PAGE ::

Designing for Performance: Memory and CPU best practices for Skylake/Xeon Scalable processors

Designing for Performance: Memory and CPU best practices for Skylake/Xeon Scalable processors

A big part of designing effective, scalable compute environments is understanding and applying basic performance concepts around your applications, in accordance with Intel CPU and memory selection and configuration best practices. This article will focus on virtualized workloads, since they are most common, and there’s more variables to plan against.

Understanding Requirements

Questions you should be asking before embarking on this journey:

  • What is your current virtual to physical core over-subscription rates, and how is observed ready time and application performance indicating if it should be lower or higher?
  • Do you have established benchmark baselines from current or previous hardware?
  • How does your application function, and does it benefit more from a scale-up or scale-out approach?
  • Do you have licensing, security, or functional restrictions on use that require partitioning different workloads to different clusters?
  • What are your target subscription rates (eg % utilized), n x redundancy targets, and operational agility needs (think patching/update frequency).

Memory Population Guidelines

Once you understand what you’re trying to build towards, it’s time to select the ideal memory layout for you. Xeon Scalable processors in particular have a total of 6 channels per processor socket. Last year’s Intel v4 procs were 4, comparatively. This means for 2-socket boxes (most common), you should be procuring memory in sets of 12 identical DIMMs each, with a maximum of 24 per server (varies by make/model, be careful!). For servers with 4 sockets, memory should be populated in minimum sets of 24, with a maximum of 48. Following this theme, what are the common resulting configurations in a 2-socket configuration?

  • 96GB = 12x8GB
  • 192GB = 12x16GB
  • 288GB = 12x16GB 12x8GB
  • 384GB = 24x16GB or 12x32GB
  • 480GB = 12x32GB 12x8GB
  • 576GB = 12x32GB 12x16GB
  • 768GB = 24x32GB

Note: Most people aren’t purchasing 64GB DIMMs quite yet outside of specialized workloads or high density deployments yet because they haven’t come close enough to price parity with 2x 32GB DIMMs, but there’s nothing stopping you from following this format for any memory configuration your heart desires.

GOAL A ::
Retype every line of the records that come next, keeping each one unchanged.
The records that come next have nothing to do with the article above.

DATA TO PROCESS ::
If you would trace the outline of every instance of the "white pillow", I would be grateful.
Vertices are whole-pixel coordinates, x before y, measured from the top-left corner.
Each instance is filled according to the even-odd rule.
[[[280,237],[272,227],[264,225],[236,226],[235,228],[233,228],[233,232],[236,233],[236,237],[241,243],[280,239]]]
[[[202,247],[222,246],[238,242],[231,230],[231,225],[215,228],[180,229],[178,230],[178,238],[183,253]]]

GOAL B ::
Repeat, word for word, the part of the Skylake memory and CPU article that begins at "Questions you should" and stops after "or previous hardware?".

WORKED SOLUTION A ::
If you would trace the outline of every instance of the "white pillow", I would be grateful.
Vertices are whole-pixel coordinates, x before y, measured from the top-left corner.
Each instance is filled according to the even-odd rule.
[[[280,237],[272,227],[264,225],[236,226],[235,228],[233,228],[233,232],[236,233],[236,237],[241,243],[280,239]]]
[[[202,247],[222,246],[238,242],[231,230],[231,225],[215,228],[180,229],[178,230],[178,238],[183,253]]]

WORKED SOLUTION B ::
Questions you should be asking before embarking on this journey:

  • What is your current virtual to physical core over-subscription rates, and how is observed ready time and application performance indicating if it should be lower or higher?
  • Do you have established benchmark baselines from current or previous hardware?